» **WORK TO COMPLETE**
Pull out each line of the records below that contains the word "pedestrian", treating uppercase and lowercase as different.

Excerpts from bounding box data
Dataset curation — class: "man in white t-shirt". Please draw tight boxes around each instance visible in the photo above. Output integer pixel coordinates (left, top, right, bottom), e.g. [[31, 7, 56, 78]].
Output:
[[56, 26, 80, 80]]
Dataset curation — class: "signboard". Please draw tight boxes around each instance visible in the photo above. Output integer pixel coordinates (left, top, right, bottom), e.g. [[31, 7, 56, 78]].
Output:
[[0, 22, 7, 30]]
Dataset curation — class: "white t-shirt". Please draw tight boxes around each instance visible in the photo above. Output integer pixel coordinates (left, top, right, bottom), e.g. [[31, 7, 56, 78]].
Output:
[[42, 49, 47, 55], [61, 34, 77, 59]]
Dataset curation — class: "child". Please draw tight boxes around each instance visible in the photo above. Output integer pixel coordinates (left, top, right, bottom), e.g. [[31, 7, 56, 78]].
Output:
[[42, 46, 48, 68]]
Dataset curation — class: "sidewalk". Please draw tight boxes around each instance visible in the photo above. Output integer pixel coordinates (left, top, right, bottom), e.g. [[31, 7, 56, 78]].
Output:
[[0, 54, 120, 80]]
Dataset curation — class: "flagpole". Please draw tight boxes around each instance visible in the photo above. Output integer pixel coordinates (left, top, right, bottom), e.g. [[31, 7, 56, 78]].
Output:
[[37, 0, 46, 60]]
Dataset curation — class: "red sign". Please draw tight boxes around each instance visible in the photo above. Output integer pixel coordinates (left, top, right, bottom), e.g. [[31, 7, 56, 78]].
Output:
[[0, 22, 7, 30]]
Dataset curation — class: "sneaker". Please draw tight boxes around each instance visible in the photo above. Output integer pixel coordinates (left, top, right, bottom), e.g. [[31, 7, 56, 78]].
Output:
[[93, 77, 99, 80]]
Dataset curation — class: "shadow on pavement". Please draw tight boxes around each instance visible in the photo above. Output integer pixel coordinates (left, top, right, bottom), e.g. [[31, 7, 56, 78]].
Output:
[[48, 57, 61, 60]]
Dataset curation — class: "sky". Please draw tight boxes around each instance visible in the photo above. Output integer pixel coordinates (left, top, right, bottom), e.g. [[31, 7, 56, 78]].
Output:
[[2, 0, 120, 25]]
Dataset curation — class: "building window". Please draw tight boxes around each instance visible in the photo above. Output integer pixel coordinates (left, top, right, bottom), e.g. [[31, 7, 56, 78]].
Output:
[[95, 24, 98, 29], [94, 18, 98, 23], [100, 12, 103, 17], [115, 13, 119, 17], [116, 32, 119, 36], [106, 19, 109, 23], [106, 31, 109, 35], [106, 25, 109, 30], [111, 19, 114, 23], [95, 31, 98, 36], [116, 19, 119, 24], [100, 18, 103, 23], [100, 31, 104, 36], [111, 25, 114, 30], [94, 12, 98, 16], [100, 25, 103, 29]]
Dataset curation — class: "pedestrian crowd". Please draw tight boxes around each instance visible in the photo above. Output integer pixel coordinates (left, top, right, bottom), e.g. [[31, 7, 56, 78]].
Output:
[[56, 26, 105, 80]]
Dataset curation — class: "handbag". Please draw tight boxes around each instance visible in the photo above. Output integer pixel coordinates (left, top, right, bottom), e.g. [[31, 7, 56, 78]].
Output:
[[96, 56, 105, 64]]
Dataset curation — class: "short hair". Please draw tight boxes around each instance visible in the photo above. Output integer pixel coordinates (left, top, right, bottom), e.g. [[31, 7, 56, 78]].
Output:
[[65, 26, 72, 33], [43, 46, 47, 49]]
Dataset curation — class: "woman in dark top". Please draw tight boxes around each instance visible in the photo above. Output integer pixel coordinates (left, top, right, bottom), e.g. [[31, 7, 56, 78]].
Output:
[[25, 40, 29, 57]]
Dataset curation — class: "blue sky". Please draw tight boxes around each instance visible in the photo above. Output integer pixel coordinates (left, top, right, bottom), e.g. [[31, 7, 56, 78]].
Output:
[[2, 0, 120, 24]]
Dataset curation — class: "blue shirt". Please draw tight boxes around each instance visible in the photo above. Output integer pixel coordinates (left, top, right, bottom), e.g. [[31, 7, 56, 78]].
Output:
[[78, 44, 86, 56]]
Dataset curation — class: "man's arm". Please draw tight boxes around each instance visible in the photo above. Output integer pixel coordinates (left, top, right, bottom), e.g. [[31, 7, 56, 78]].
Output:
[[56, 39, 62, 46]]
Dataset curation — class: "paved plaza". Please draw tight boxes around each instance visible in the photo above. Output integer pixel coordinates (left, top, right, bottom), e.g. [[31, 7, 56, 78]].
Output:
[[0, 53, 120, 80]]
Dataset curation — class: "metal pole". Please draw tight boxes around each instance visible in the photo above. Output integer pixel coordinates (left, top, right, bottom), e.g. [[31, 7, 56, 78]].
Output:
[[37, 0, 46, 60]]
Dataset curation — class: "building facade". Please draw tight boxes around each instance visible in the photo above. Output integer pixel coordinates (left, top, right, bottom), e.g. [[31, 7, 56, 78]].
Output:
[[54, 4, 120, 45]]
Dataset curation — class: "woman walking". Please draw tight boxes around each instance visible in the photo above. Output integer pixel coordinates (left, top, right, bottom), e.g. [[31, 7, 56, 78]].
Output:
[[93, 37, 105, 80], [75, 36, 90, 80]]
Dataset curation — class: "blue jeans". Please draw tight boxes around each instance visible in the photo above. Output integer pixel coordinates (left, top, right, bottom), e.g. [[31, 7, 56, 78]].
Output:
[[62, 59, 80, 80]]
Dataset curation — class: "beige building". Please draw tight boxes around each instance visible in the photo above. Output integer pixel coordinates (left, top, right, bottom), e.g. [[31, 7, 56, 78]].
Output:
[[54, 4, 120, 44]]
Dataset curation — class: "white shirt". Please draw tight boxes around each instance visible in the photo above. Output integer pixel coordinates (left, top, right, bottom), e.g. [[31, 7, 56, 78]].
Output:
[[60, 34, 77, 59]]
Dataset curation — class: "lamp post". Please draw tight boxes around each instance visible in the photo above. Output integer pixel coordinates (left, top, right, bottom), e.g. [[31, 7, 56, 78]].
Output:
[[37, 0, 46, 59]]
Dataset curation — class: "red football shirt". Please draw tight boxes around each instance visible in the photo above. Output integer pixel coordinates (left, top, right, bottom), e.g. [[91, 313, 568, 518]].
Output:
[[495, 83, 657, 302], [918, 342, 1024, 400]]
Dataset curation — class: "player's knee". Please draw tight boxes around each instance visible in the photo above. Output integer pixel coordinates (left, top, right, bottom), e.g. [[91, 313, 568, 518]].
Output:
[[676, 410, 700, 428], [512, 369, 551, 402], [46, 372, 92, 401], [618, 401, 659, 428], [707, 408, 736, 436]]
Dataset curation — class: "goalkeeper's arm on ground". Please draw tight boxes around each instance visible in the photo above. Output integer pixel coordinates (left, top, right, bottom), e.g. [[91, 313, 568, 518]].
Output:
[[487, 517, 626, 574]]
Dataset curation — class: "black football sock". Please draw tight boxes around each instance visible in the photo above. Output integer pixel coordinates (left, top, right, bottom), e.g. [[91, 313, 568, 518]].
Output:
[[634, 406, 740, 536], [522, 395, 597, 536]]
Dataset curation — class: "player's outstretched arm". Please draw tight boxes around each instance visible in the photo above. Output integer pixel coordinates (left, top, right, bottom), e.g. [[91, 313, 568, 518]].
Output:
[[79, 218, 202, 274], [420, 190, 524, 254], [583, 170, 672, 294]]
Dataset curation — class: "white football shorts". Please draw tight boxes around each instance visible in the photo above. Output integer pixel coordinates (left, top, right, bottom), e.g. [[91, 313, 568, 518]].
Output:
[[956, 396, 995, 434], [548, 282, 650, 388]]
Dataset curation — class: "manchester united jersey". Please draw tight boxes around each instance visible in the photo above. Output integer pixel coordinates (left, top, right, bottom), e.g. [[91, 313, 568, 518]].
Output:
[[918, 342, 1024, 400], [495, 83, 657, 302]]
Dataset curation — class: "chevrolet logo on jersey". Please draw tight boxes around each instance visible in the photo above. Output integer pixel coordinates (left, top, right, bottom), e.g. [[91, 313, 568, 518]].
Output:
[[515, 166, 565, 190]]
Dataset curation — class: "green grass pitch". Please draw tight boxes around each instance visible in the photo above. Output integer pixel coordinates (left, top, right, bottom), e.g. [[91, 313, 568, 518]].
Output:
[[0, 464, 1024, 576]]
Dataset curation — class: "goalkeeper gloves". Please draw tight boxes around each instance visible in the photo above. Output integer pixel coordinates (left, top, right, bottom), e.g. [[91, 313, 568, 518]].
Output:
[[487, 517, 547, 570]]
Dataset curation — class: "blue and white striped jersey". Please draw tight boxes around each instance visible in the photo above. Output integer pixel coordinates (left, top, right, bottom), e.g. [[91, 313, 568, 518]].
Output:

» **SOLUTION TO THIS TASK**
Dataset curation — class: "pedestrian crowd". Please draw tight boxes around each instance visible in the photo above. Output integer pixel coordinates (left, top, right, bottom), e.g. [[31, 7, 56, 78]].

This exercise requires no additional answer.